GIVEN DATA:

===============

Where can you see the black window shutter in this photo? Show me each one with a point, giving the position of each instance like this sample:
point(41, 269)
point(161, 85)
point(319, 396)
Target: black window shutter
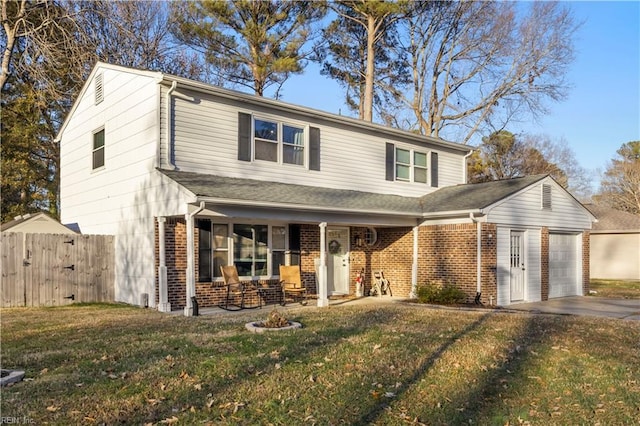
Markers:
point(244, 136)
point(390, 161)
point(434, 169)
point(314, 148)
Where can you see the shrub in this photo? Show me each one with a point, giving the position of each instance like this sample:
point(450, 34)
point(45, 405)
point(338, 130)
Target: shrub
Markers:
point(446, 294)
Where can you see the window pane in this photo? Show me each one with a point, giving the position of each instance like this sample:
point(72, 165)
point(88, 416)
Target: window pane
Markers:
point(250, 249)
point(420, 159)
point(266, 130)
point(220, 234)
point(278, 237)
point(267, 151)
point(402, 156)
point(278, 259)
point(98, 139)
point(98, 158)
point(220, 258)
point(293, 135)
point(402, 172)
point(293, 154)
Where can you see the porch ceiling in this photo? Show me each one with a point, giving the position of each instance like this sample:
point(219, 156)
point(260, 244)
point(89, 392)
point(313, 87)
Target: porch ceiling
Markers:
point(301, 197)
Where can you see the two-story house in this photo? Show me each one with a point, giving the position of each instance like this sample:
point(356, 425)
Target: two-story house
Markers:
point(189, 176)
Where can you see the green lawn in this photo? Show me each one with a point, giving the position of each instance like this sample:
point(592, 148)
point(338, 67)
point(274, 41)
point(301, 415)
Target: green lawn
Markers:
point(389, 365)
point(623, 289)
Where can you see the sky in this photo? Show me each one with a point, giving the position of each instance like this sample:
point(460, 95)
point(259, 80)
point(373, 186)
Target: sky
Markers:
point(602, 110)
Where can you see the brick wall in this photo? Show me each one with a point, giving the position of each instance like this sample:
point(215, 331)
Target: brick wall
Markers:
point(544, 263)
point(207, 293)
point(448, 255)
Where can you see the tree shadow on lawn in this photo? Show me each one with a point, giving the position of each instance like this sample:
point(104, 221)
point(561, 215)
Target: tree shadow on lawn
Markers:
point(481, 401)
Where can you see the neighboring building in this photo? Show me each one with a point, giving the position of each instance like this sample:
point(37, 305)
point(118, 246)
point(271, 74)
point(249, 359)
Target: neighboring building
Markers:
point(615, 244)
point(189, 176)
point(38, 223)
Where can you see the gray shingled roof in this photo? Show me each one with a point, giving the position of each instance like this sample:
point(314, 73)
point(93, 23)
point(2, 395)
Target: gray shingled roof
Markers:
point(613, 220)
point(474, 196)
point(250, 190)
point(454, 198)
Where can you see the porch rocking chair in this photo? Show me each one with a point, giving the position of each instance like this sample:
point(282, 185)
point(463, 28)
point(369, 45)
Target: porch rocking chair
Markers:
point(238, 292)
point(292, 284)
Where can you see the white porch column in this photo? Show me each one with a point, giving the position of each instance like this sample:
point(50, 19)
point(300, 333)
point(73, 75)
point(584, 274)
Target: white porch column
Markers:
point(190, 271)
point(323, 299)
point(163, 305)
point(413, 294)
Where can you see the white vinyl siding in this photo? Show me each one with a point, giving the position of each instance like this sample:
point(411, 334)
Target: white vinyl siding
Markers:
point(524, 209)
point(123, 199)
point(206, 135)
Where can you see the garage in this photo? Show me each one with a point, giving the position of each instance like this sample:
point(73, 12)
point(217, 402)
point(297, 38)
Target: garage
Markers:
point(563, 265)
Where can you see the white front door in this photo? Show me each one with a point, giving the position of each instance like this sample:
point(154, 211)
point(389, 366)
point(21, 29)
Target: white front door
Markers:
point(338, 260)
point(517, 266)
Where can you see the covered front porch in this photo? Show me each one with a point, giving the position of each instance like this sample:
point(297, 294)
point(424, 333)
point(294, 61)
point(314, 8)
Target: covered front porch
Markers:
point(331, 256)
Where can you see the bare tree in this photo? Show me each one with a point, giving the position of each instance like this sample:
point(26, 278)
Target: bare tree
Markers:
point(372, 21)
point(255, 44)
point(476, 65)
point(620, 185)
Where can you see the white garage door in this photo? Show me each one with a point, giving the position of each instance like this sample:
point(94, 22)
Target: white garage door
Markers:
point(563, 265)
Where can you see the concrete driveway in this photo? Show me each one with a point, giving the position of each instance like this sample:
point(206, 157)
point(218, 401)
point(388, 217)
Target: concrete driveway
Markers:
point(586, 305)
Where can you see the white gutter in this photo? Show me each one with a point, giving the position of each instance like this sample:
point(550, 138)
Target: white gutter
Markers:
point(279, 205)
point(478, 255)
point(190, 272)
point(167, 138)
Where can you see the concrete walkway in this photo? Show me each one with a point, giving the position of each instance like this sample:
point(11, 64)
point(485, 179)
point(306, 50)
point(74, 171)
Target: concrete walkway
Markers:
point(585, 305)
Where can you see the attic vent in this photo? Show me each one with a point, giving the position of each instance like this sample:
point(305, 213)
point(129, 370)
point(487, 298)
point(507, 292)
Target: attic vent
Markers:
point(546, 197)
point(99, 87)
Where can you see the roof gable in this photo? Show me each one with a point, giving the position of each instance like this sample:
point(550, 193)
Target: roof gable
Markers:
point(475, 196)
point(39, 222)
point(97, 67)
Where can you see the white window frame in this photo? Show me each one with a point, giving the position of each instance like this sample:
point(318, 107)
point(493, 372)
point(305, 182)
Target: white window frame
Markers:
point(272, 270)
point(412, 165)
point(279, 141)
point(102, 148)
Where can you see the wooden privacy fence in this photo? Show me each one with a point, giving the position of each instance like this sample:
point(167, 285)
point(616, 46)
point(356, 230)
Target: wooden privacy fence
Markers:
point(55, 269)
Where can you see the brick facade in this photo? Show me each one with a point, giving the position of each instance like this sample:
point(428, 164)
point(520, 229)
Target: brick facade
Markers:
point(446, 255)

===============

The records above are to be quoted exactly, with all pictures left out.

ANSWER TO THE PROBLEM:
Where can you see the black window shutter in this photo? Show me each one with a point, giving the position of each instance like this sample:
point(41, 269)
point(161, 85)
point(319, 396)
Target: black window shutter
Markers:
point(244, 136)
point(390, 161)
point(434, 169)
point(314, 148)
Where can you see the shrub in this photo? Show me each one with a point, giving the position of each instance like this sample:
point(450, 34)
point(45, 405)
point(338, 130)
Target: shrub
Markers:
point(446, 294)
Where can you see the window pane in this photo? Show me each one with a point, giving the position of each instance like this sample:
point(72, 165)
point(88, 416)
Target: window pane
Markers:
point(250, 249)
point(420, 159)
point(266, 130)
point(220, 234)
point(278, 237)
point(267, 151)
point(402, 156)
point(278, 259)
point(98, 139)
point(98, 158)
point(220, 258)
point(293, 135)
point(402, 172)
point(293, 154)
Where can you see the porch ceiling in this photo? Show me each one with a point, giving the position of each instance like this sample:
point(219, 156)
point(260, 244)
point(89, 392)
point(313, 87)
Target: porch ceiling
Markers:
point(301, 197)
Where can you see the two-story house in this photo? Show me each one with a point, giving the position of each instance like this sample:
point(356, 425)
Target: two-story house
Markers:
point(189, 176)
Where can you see the green lawn in this photo? Show me each one with a point, giving the position of each instance like this sample:
point(592, 148)
point(338, 67)
point(274, 41)
point(301, 415)
Target: green lawn
Markers:
point(389, 365)
point(623, 289)
Where can you see the sky in this photo? Show me each one with a point, giving the position of each instance like this sample:
point(460, 95)
point(259, 80)
point(373, 186)
Target: sky
Markers:
point(602, 110)
Where can you see the brick wall in this photo? Show me each one with a point, giving the position of each instance like this sample:
point(215, 331)
Target: brick wall
Markers:
point(544, 263)
point(207, 293)
point(448, 255)
Where can you see the tree shadow on lawn in this photo? Show me each one with a point, giving the position of each instance like this sample:
point(104, 221)
point(561, 215)
Target: tree shadow on lawn
Markers:
point(481, 401)
Where can you see the neighboring building in this photo? Show me each one with a point, giving the position of each instance like this sample:
point(37, 305)
point(118, 246)
point(271, 74)
point(249, 359)
Target: neighboring building
Markers:
point(615, 244)
point(189, 176)
point(38, 223)
Where can you see the gray shingled roof in this photo? Show me each one with a point, giving the position of each instance like this sample:
point(314, 73)
point(93, 23)
point(2, 395)
Target: gray shingled roof
Markers:
point(613, 220)
point(474, 196)
point(250, 190)
point(454, 198)
Where can you see the porch rocking chair in this photo? Show me each one with a point, giving the position of each instance like this sample:
point(282, 185)
point(463, 28)
point(369, 45)
Target: porch rocking chair
Markers:
point(238, 292)
point(292, 284)
Where can you see the white porch column in this photo? Show me each one with a point, giving the position of each instance like this sample:
point(50, 19)
point(300, 333)
point(73, 75)
point(584, 274)
Target: white porch column
Markers:
point(190, 271)
point(323, 299)
point(163, 305)
point(413, 294)
Where can you see the white vinyl siding in this photo? Show me each one with a point, giving the position of each instance like this sample:
point(411, 334)
Target: white vinyl siding
Markers:
point(524, 209)
point(123, 199)
point(206, 135)
Where can you see the garage in this photo? Show me each one with a point, giving the position of each instance like this sample:
point(73, 12)
point(217, 402)
point(297, 38)
Target: garage
Markers:
point(563, 265)
Where can you see the white front door in this photo? Show me each one with a point, giving the position of each instance like this sample:
point(154, 211)
point(389, 366)
point(21, 29)
Target: white front door
Markers:
point(338, 260)
point(517, 266)
Where can you see the covered front porch in this photo? Show me each one with a point, giving the position of each instance like this sample:
point(297, 294)
point(424, 333)
point(294, 61)
point(314, 8)
Target: covered front porch
Markers:
point(331, 256)
Where can you see the bare tree in this photo? Show me each one with a point, giving the position of each instance like this sample:
point(26, 278)
Target: bare tree
Markers:
point(372, 21)
point(255, 44)
point(476, 65)
point(620, 185)
Where can you see the white garage door in this photo? Show me each one with a point, giving the position of each instance like this sample:
point(94, 22)
Target: white garage door
Markers:
point(563, 265)
Where can you see the concrete driveway in this photo? Show me each one with a point, giving the position of each instance like this sample:
point(206, 157)
point(218, 401)
point(388, 217)
Target: concrete driveway
Markers:
point(586, 305)
Where can you see the white gutter in this photo? Show me each one with a point, giving the position of each instance like this sample:
point(550, 138)
Target: white gutter
Markers:
point(279, 205)
point(478, 255)
point(190, 272)
point(167, 138)
Where can you see the concrete walkway in this photo? Show me each one with a point, giving the position of each instance like this sample:
point(11, 64)
point(485, 179)
point(306, 50)
point(74, 171)
Target: concrete walkway
Markers:
point(585, 305)
Where can you see the attic vent in this photo? Show me each one with a point, giving the position of each instance like this sample:
point(305, 213)
point(129, 370)
point(487, 298)
point(507, 292)
Target: attic vent
Markers:
point(546, 197)
point(99, 87)
Where can you see the roof gable in this photo? Show me each one with a point, giving the position of each instance like this sample:
point(550, 193)
Target: roof gable
Markers:
point(475, 196)
point(39, 222)
point(97, 67)
Where can you see the white window frame in this photo? Show me each one with a point, giving the position of each instance like this sample:
point(318, 107)
point(493, 372)
point(305, 182)
Target: white window frame
Markers:
point(272, 270)
point(412, 165)
point(279, 141)
point(102, 148)
Where can you see the wooden privacy fence in this photo? Show me each one with a point, giving the position of each instance like this sample:
point(167, 285)
point(616, 46)
point(356, 230)
Target: wooden privacy fence
Markers:
point(55, 269)
Where can you see the brick facade in this photo? Show me each one with a point, giving the position of each instance like this sample:
point(428, 164)
point(520, 229)
Target: brick facade
Markers:
point(446, 255)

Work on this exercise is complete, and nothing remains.